- _REQUIREMENTS_
In the material below, copy the lines from the one containing "instance of double" through the one containing "230,163,411,298", both included. Switch "front fender" to "front wing" and leave everything else unchanged.

BEGIN EXERCISE INPUTS

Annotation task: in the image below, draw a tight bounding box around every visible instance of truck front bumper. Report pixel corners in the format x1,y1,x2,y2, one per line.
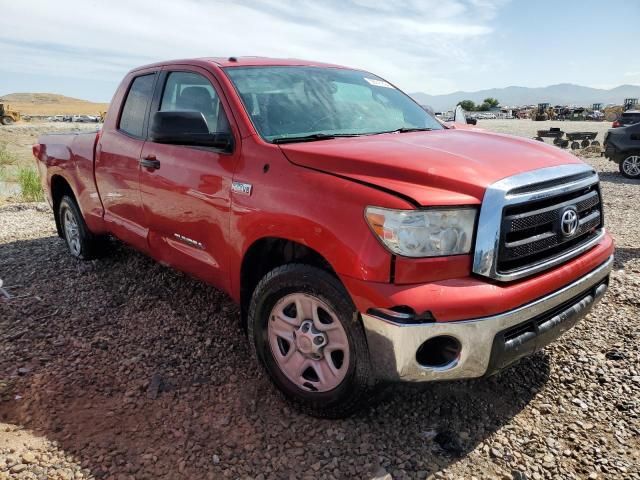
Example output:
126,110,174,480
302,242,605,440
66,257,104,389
362,256,613,382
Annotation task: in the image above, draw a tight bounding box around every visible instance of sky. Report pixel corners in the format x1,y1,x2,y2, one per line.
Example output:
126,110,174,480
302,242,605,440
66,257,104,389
0,0,640,102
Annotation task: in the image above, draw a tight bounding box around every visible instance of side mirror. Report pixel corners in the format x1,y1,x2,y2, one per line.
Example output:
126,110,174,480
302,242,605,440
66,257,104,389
149,110,233,152
453,105,467,125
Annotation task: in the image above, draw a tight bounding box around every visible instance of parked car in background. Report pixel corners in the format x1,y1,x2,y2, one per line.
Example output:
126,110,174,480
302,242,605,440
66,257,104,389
33,57,614,417
611,110,640,128
604,123,640,179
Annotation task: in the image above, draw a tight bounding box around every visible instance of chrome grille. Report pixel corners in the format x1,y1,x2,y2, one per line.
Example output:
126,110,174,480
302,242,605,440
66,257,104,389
473,164,604,281
497,184,602,273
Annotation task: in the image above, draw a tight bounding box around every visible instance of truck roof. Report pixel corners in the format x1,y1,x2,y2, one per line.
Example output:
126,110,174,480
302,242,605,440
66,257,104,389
133,57,348,71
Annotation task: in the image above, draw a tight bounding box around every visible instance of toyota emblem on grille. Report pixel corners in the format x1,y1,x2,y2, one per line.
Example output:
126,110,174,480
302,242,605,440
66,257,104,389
560,207,578,237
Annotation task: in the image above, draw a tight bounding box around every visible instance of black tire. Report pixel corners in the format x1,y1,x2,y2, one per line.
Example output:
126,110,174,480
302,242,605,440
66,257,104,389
247,264,379,418
618,152,640,180
58,195,107,260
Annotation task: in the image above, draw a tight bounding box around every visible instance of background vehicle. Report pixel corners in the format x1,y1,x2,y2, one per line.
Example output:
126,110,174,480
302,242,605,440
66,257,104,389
0,103,20,125
604,123,640,179
611,110,640,128
33,57,613,417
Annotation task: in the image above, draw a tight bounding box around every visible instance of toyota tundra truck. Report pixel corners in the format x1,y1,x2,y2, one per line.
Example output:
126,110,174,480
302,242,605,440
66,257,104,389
33,57,614,417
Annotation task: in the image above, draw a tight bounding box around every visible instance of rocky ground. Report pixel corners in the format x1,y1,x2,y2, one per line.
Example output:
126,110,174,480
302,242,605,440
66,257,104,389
0,156,640,480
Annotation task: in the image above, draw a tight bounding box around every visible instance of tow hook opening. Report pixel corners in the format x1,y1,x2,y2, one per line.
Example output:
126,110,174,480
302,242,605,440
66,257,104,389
416,335,462,369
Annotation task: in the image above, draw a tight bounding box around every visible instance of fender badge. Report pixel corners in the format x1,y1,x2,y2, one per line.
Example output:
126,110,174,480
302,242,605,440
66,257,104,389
231,182,253,195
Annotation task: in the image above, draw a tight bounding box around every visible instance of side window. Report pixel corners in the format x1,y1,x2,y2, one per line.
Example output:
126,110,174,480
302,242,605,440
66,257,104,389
118,73,155,137
160,72,231,133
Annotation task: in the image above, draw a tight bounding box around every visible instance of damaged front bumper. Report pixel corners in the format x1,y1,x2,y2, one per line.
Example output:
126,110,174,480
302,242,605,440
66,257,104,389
362,256,613,382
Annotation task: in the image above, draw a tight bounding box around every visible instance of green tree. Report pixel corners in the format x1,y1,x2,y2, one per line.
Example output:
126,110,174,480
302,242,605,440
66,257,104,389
458,100,476,112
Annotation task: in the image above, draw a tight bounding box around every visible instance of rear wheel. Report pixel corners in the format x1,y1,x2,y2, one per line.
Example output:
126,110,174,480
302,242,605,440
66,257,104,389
619,155,640,179
58,195,106,260
248,264,375,418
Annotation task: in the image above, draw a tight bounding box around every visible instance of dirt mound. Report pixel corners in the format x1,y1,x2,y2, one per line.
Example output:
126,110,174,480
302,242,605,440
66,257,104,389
0,93,109,115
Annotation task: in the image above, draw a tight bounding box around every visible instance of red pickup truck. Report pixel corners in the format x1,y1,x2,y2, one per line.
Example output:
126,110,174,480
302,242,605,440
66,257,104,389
33,57,613,417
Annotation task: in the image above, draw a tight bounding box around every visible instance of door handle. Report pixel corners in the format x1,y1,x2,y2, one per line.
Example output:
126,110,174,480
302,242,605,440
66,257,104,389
140,155,160,170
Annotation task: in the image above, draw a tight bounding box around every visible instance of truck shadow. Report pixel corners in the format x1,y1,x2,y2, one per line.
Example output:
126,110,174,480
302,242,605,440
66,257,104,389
0,237,550,479
614,247,640,268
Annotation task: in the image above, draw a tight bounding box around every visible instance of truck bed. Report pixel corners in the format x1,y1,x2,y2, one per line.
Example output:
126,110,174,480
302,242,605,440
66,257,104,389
33,130,103,230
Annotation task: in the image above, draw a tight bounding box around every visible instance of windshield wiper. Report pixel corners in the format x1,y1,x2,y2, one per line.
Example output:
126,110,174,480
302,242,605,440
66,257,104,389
271,133,359,143
372,127,433,135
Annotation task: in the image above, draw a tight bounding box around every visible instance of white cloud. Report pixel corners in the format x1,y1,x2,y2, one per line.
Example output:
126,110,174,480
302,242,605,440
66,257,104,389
0,0,505,98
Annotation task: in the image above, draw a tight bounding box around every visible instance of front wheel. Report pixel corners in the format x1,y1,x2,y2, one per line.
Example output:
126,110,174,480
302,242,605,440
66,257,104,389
58,195,105,260
620,155,640,179
248,264,375,418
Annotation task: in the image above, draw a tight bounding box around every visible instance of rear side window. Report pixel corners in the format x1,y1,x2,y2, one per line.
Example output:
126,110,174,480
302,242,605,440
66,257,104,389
160,72,231,133
119,73,155,137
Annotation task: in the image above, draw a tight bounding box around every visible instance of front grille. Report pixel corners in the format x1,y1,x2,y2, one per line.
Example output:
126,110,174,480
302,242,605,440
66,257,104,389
497,183,603,274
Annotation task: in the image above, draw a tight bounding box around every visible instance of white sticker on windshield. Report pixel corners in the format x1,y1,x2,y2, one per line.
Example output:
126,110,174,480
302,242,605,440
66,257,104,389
364,77,393,88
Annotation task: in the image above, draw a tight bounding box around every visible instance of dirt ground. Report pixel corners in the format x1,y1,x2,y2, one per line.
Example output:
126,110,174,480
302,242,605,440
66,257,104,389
0,120,640,480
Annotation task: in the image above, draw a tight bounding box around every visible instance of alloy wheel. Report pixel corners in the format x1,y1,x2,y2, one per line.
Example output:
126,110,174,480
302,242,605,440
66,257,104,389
267,293,350,392
622,155,640,177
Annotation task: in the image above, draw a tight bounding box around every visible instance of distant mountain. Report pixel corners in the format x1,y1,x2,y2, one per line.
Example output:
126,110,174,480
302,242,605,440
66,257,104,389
411,83,640,111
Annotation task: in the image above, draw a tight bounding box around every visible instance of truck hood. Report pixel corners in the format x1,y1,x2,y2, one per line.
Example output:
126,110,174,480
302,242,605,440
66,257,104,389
280,129,581,205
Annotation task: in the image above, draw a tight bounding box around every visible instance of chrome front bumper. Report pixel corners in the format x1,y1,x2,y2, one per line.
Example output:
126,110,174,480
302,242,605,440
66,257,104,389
362,256,613,382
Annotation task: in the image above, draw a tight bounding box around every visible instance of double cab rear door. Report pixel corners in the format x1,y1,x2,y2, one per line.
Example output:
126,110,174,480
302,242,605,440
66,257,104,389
96,65,239,287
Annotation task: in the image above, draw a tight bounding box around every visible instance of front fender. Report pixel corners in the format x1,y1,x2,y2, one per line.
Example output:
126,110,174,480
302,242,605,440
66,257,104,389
230,163,411,298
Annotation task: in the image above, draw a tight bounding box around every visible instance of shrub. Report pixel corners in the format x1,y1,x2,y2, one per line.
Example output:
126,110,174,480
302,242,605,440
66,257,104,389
0,143,18,167
18,168,44,202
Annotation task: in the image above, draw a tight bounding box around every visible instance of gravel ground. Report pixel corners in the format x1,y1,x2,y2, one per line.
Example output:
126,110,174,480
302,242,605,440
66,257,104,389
0,141,640,480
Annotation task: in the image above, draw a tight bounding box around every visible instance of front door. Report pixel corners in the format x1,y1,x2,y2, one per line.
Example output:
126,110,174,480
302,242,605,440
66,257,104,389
95,72,158,251
140,67,239,288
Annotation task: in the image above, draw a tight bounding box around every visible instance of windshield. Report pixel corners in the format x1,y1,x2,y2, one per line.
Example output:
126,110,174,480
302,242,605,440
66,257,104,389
225,66,443,142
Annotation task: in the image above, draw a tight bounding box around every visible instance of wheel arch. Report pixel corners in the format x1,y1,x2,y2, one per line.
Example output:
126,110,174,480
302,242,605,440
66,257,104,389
50,174,77,237
239,236,346,327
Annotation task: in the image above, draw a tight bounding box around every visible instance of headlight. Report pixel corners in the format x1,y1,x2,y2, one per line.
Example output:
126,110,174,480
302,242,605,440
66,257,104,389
365,207,477,257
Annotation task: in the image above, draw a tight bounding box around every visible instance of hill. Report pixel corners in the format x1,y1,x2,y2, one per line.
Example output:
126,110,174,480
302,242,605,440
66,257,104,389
0,93,109,115
411,83,640,111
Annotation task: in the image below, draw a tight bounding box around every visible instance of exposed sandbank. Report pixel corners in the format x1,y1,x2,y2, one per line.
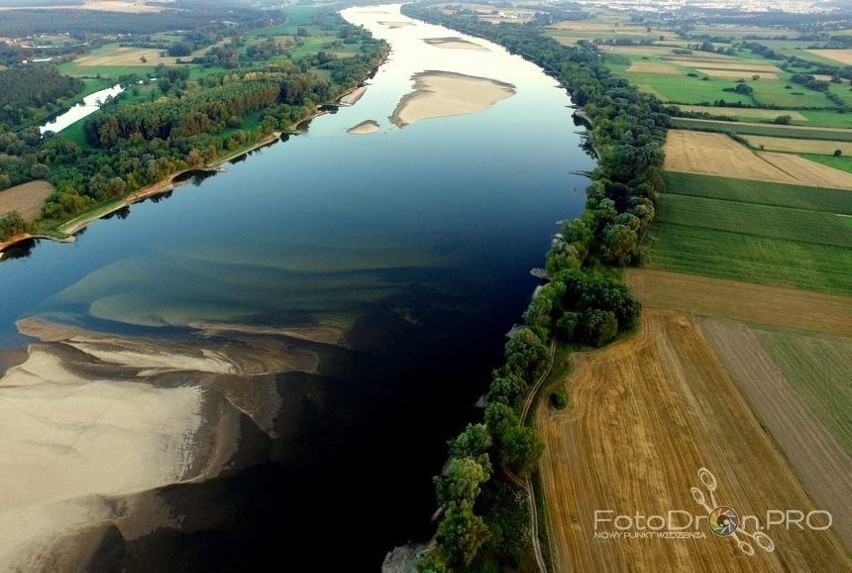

END EXERCISE INPUTS

- _FINAL RESULT_
Annotation task: in the image above, draw a tight bounding box around every visible instance of double cab rear door. Report pixel corners in the format x1,y1,x2,y2, one per line.
Example output:
126,110,174,480
302,242,605,440
66,257,104,389
96,65,239,287
Annotation task: in the image above, draw a tight bounding box around every visible instance of front wing. Report pixel corners in the format x1,y1,x2,y2, one per line.
Example output:
126,110,174,480
302,242,605,440
66,257,104,389
230,163,411,298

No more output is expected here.